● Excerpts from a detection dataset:
## begin

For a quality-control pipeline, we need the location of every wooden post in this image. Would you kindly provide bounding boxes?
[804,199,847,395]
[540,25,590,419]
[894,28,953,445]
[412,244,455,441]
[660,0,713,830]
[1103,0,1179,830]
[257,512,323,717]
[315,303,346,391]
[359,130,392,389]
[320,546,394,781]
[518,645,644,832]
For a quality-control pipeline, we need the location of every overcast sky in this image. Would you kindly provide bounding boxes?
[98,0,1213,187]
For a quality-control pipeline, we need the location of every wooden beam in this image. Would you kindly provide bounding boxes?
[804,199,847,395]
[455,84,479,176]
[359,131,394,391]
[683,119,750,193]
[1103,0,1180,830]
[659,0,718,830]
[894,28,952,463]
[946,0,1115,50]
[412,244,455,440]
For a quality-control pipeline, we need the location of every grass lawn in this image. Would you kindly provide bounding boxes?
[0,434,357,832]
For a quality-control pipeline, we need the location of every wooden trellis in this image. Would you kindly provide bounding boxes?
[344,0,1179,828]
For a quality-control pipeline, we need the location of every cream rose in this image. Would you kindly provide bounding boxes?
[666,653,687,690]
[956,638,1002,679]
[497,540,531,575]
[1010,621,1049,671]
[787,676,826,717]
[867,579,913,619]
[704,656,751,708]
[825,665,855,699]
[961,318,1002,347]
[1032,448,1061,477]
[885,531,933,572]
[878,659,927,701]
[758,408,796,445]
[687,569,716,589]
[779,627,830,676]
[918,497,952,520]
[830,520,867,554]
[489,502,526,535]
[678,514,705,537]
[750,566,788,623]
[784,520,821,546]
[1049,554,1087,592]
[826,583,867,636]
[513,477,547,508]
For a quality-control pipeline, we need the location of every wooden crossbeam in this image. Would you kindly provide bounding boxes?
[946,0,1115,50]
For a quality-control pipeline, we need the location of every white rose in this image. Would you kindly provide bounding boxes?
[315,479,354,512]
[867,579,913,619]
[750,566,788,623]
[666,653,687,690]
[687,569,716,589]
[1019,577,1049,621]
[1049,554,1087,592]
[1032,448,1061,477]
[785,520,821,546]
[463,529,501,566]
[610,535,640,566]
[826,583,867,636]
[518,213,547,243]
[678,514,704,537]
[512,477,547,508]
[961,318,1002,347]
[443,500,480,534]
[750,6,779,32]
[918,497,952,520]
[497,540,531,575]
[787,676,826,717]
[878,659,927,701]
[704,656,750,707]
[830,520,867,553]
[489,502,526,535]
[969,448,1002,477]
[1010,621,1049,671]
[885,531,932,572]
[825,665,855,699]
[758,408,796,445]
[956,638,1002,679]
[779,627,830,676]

## end

● Task: Turn these lines into a Markdown table with the columns Row and Line, numbering each row and leaving out any blank lines.

● Answer:
| Row | Line |
|---|---|
| 1 | For a quality-control pipeline, we need the location of every wooden post in this image. Would you kindly provide bounding boxes? |
| 2 | [804,199,847,395] |
| 3 | [540,25,590,419] |
| 4 | [894,28,953,445] |
| 5 | [412,244,455,441] |
| 6 | [660,0,713,830] |
| 7 | [1103,0,1179,830] |
| 8 | [257,512,323,717] |
| 9 | [315,303,346,391] |
| 10 | [359,130,392,389] |
| 11 | [320,546,394,781] |
| 12 | [518,645,644,832] |
| 13 | For a quality-control pipeline, we need the location of every overcast sky in this image. Would you kindly provide bounding boxes? |
| 14 | [98,0,1213,187] |
| 15 | For a quality-control pipeline, we need the location of every wooden beam in this image. Would you kindly provide bounding boxes? |
| 16 | [804,199,847,395] |
| 17 | [455,84,479,176] |
| 18 | [359,131,394,391] |
| 19 | [683,119,750,193] |
| 20 | [1103,0,1180,830] |
| 21 | [659,0,718,830] |
| 22 | [894,28,952,463] |
| 23 | [946,0,1115,50] |
| 24 | [412,244,455,440] |
| 25 | For a quality-control pipeline, we need the location of every grass lawn in this image. Would you kindly provide bounding boxes? |
| 26 | [0,434,357,832] |
| 27 | For a quality-control pipeline, we need the location of every wooden trellis in this image. Would you kindly provide bounding boxes? |
| 28 | [344,0,1179,828] |
| 29 | For a quality-control pipeline, we need the location of every cream rose in this image. Would you kindly provide bounding boxes? |
| 30 | [666,653,687,690] |
| 31 | [956,638,1002,679] |
| 32 | [497,540,531,575] |
| 33 | [1010,621,1049,671] |
| 34 | [787,676,826,717] |
| 35 | [867,579,913,619] |
| 36 | [704,656,751,708] |
| 37 | [825,665,855,699] |
| 38 | [961,318,1002,347] |
| 39 | [1032,448,1061,477] |
| 40 | [885,531,933,572] |
| 41 | [878,659,927,701] |
| 42 | [758,408,796,445] |
| 43 | [687,569,716,589] |
| 44 | [779,627,830,676] |
| 45 | [918,497,952,520] |
| 46 | [830,520,867,554] |
| 47 | [489,502,526,535] |
| 48 | [678,514,705,537] |
| 49 | [750,566,788,623] |
| 50 | [784,520,821,546] |
| 51 | [1049,554,1087,592] |
| 52 | [826,583,867,636] |
| 53 | [513,477,547,508] |
| 54 | For a quality-control pipeline, we need the location of every wooden crossbeam in this image. Would you kindly provide bounding boxes? |
| 55 | [946,0,1115,50] |
| 56 | For a quality-control pipeline, we need the location of every white rose in this image. Would you kindly provide bounding boxes? |
| 57 | [315,479,354,512] |
| 58 | [867,579,913,619] |
| 59 | [750,566,788,623] |
| 60 | [666,653,687,690] |
| 61 | [687,569,716,589] |
| 62 | [1019,577,1049,621] |
| 63 | [1049,554,1087,592] |
| 64 | [1032,448,1061,477] |
| 65 | [785,520,821,546] |
| 66 | [463,529,501,566] |
| 67 | [610,535,640,566] |
| 68 | [826,583,867,636] |
| 69 | [518,213,547,243] |
| 70 | [678,514,704,537] |
| 71 | [512,477,547,508] |
| 72 | [961,318,1002,347] |
| 73 | [443,500,480,534] |
| 74 | [750,6,779,32] |
| 75 | [918,497,952,520] |
| 76 | [497,540,531,575] |
| 77 | [787,676,826,717] |
| 78 | [878,659,927,701] |
| 79 | [704,656,750,707] |
| 80 | [830,520,867,553] |
| 81 | [489,502,526,535] |
| 82 | [969,448,1002,477] |
| 83 | [1010,621,1049,671] |
| 84 | [885,531,932,572] |
| 85 | [825,665,855,699] |
| 86 | [758,408,796,445] |
| 87 | [956,638,1002,679] |
| 88 | [779,627,830,676] |